→ **DATA**
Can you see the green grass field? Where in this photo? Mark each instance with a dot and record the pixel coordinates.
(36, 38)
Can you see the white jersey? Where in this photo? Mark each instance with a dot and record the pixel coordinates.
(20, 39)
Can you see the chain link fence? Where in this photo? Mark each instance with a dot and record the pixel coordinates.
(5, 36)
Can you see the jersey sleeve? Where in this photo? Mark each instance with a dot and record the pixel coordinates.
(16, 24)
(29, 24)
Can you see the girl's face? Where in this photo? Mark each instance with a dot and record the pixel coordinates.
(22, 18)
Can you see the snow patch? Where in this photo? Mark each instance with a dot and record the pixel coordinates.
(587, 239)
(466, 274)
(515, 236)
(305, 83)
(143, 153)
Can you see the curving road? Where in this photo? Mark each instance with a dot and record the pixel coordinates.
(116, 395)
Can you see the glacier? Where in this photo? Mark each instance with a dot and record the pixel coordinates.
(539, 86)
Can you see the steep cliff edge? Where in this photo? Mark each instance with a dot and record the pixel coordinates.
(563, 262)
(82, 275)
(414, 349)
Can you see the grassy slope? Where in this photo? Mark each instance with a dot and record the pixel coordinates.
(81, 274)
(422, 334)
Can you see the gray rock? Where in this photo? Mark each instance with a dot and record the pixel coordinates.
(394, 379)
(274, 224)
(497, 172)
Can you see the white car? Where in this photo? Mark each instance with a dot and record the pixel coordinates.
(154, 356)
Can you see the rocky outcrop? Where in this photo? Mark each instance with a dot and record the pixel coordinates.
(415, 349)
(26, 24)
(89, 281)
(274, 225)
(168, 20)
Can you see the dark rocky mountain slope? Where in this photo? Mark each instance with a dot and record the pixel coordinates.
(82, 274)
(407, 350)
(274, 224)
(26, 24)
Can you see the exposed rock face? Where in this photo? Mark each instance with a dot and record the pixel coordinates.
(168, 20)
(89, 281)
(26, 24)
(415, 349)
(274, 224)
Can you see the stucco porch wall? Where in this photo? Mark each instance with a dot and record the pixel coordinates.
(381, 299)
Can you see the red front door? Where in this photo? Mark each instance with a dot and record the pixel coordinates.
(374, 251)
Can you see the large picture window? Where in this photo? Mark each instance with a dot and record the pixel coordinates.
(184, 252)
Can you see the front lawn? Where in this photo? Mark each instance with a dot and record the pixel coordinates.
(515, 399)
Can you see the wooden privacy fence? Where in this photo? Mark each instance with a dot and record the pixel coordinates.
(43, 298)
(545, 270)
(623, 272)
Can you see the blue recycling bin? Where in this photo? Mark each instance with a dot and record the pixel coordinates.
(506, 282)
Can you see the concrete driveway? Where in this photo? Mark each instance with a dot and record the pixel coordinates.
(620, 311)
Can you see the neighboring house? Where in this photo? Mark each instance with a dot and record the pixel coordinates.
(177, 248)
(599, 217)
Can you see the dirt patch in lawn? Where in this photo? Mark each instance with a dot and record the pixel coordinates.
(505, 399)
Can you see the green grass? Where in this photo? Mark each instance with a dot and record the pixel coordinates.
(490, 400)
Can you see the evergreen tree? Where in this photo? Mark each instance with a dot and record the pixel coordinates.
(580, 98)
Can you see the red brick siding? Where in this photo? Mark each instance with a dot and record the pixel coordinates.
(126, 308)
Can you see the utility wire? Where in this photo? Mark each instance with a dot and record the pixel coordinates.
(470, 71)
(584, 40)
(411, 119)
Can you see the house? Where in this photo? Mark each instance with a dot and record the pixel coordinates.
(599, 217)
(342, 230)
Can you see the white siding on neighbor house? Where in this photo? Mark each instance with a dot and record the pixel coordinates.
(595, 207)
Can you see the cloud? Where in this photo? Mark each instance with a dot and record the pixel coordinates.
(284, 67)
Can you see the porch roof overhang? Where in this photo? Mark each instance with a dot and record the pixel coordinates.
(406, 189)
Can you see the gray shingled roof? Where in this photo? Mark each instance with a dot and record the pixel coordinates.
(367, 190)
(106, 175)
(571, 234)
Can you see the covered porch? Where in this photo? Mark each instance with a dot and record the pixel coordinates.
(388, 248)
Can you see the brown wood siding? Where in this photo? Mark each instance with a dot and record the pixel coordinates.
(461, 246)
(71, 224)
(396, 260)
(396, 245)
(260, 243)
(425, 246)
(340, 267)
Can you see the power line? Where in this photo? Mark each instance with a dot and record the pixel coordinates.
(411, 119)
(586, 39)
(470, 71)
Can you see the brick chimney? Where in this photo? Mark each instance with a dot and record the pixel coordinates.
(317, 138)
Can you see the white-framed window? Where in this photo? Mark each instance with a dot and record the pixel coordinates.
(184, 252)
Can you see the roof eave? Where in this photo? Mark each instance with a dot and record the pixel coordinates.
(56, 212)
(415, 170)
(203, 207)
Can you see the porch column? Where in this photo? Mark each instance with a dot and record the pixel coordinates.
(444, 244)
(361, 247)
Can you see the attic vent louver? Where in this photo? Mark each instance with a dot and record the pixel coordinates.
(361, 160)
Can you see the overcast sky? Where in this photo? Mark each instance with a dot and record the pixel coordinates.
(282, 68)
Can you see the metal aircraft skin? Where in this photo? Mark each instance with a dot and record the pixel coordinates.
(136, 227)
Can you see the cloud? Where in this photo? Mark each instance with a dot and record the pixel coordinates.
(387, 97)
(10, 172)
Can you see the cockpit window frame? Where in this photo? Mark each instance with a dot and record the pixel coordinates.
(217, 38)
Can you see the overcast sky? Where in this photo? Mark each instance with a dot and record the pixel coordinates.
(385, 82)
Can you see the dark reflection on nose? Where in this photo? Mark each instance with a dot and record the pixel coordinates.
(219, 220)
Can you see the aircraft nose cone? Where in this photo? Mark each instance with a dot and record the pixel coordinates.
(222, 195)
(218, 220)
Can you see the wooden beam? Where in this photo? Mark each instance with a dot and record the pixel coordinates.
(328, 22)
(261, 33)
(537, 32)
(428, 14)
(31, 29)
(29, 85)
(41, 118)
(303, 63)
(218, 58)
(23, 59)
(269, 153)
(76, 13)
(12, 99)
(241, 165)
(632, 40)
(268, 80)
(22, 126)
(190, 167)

→ **WORK REQUIRED**
Your task is to repeat the data exactly, with nothing left out.

→ **ANSWER IN FULL**
Can you see the green grass field? Where in this photo? Mark each instance with a dot and record the pixel coordinates.
(36, 38)
Can you see the white jersey? Where in this photo? Mark each instance with a dot and record the pixel coordinates.
(20, 39)
Can you see the chain link fence? Where in this photo? Mark each instance with a dot and record the pixel coordinates.
(5, 36)
Can you see the jersey sleeve? Where in this photo? Mark each instance with a dot and record the pixel coordinates.
(16, 24)
(29, 24)
Can you see the girl's face? Where in this photo? Mark each instance with a dot and record the pixel coordinates.
(22, 18)
Can you see the snow patch? Where in this photo? Mark each instance with a dot and record the pixel coordinates.
(587, 239)
(466, 274)
(515, 236)
(305, 83)
(143, 153)
Can you see the curving road? Where in this photo? Mark each instance with a dot and record the pixel coordinates.
(116, 395)
Can you see the glacier? Where in this photo? Mark each instance with a dot and record the pixel coordinates.
(539, 86)
Can you see the steep cliff edge? Where in this photo? Mark each instance with a dot and record the pixel coordinates.
(563, 262)
(82, 275)
(414, 349)
Can you see the grassy slope? Where in this photo? Mark each instance with a dot and record the pixel coordinates.
(81, 274)
(422, 334)
Can you see the gray rock? Where in this photo? Mark each instance with a dot and record the pixel coordinates.
(394, 379)
(274, 224)
(497, 172)
Can you see the white car? Where in this photo? Mark each instance with a dot and record the pixel coordinates.
(154, 356)
Can you see the rocky outcrop? Where in this photo? Mark each instance with a dot and record the pixel coordinates.
(415, 349)
(26, 24)
(89, 281)
(274, 225)
(168, 20)
Can you see the dark rocky mountain slope? Where in this photo? Mark each instance with a dot and record the pixel coordinates.
(82, 274)
(407, 350)
(274, 224)
(26, 24)
Can you see the exposed rock face? Where in this photo? Mark each instance with a dot and record the pixel coordinates.
(168, 20)
(89, 281)
(26, 24)
(415, 349)
(274, 224)
Can you see the stucco porch wall? Where in this photo? Mark each instance with a dot and record the pixel coordinates.
(381, 299)
Can you see the red front door? Where in this photo? Mark each instance with a dot and record the pixel coordinates.
(374, 251)
Can you see the large picture window? Where in this photo? Mark each instance with a dot and record the pixel coordinates.
(184, 252)
Can you see the front lawn? Where in this photo? Mark each instance with a dot and record the pixel coordinates.
(515, 399)
Can you see the wooden privacy fence? Where in this photo? Mark each instance with a dot and record the pixel coordinates.
(43, 298)
(545, 270)
(623, 272)
Can you see the blue recycling bin? Where in this photo? Mark each instance with a dot and record the pixel coordinates.
(506, 282)
Can you see the concrete driveway? Where in this photo? Mark each instance with a dot and record the pixel coordinates.
(620, 311)
Can you see the neighboring house? Where in this photo? Mark each instance with a dot and record the pixel coordinates.
(177, 248)
(599, 217)
Can you see the dirt patch in lawn? Where in this photo? Mark each instance with a dot and record the pixel coordinates.
(505, 399)
Can you see the green grass? Where in this photo? Mark each instance with a dot and record the pixel coordinates.
(490, 400)
Can you see the evergreen tree? Where in this photo? Mark each instance with a dot and record the pixel coordinates.
(580, 98)
Can you see the red brick siding? Where in this photo? Mark each instance with a dot and record the pixel coordinates.
(126, 308)
Can you see the utility wire? Where in this photo? Mark each instance with a dot and record the pixel coordinates.
(470, 71)
(584, 40)
(411, 119)
Can you see the house? Where in this photo? Mark each instance with a dot and record the pixel coordinates.
(599, 217)
(342, 230)
Can you see the white siding on neighbor house? Where in this photo? Mark each instance with a dot and record the pixel coordinates.
(595, 207)
Can you see the cloud? Where in this photo? Mark each instance with a dot and record the pixel coordinates.
(284, 67)
Can you see the porch roof overhang? Where in this photo? Mark each instance with a dot and record the pixel coordinates.
(406, 189)
Can you see the gray shingled roof? Where in this photo? Mark each instance with a dot and record the pixel coordinates.
(367, 190)
(106, 175)
(571, 234)
Can you see the covered porch? Where in this photo? Mark each instance with a dot and record the pixel coordinates.
(388, 248)
Can you see the brown wood siding? Where in this photo? Mark each instance with a dot and record the pixel coordinates.
(461, 246)
(71, 224)
(396, 260)
(396, 245)
(260, 243)
(425, 246)
(340, 267)
Can you see the power line? Where in this photo? Mark each instance with a dot and record the pixel coordinates.
(411, 119)
(586, 39)
(470, 71)
Can you see the brick chimney? Where in this photo? Mark each instance with a dot and record the pixel coordinates.
(317, 138)
Can you see the white-framed window? Where in this photo? Mark each instance with a dot and record the pixel coordinates.
(184, 252)
Can you see the roof eave? Where in this photo? Mark each instance with a dot and record the pixel coordinates.
(56, 212)
(415, 170)
(203, 207)
Can you see the porch column? Where in this photo? Mark each instance with a dot and record the pixel coordinates.
(444, 244)
(361, 247)
Can you see the attic vent louver? Where in this photo? Mark each instance with a dot and record the pixel coordinates.
(361, 160)
Can you see the overcast sky? Where in this photo? Mark each instance with a dot and record the pixel coordinates.
(282, 68)
Can you see the metal aircraft skin? Where in this photo? Mark each instance with a dot and record the pixel coordinates.
(136, 227)
Can you see the cloud? Where in this photo? Mark each instance with a dot and record the pixel coordinates.
(387, 97)
(10, 172)
Can you see the cockpit window frame? Where in this photo? Mark each instance with a dot and record the pixel coordinates.
(217, 38)
Can you see the overcast sky? Where in this photo? Mark each instance with a dot and record the pixel coordinates.
(385, 82)
Can you see the dark reflection on nose? Where in this photo? Mark each instance with a dot and record the pixel coordinates.
(219, 220)
Can you see the aircraft nose cone? Where in this photo? Mark each instance with a dot and record the pixel coordinates.
(222, 195)
(218, 220)
Can you see the wooden beam? Where in this photo? Mark each instance with a dot and record the pixel coordinates.
(328, 22)
(261, 33)
(537, 32)
(428, 14)
(31, 29)
(29, 85)
(41, 118)
(303, 63)
(218, 58)
(23, 59)
(269, 153)
(76, 13)
(12, 99)
(241, 165)
(632, 40)
(268, 80)
(22, 126)
(190, 167)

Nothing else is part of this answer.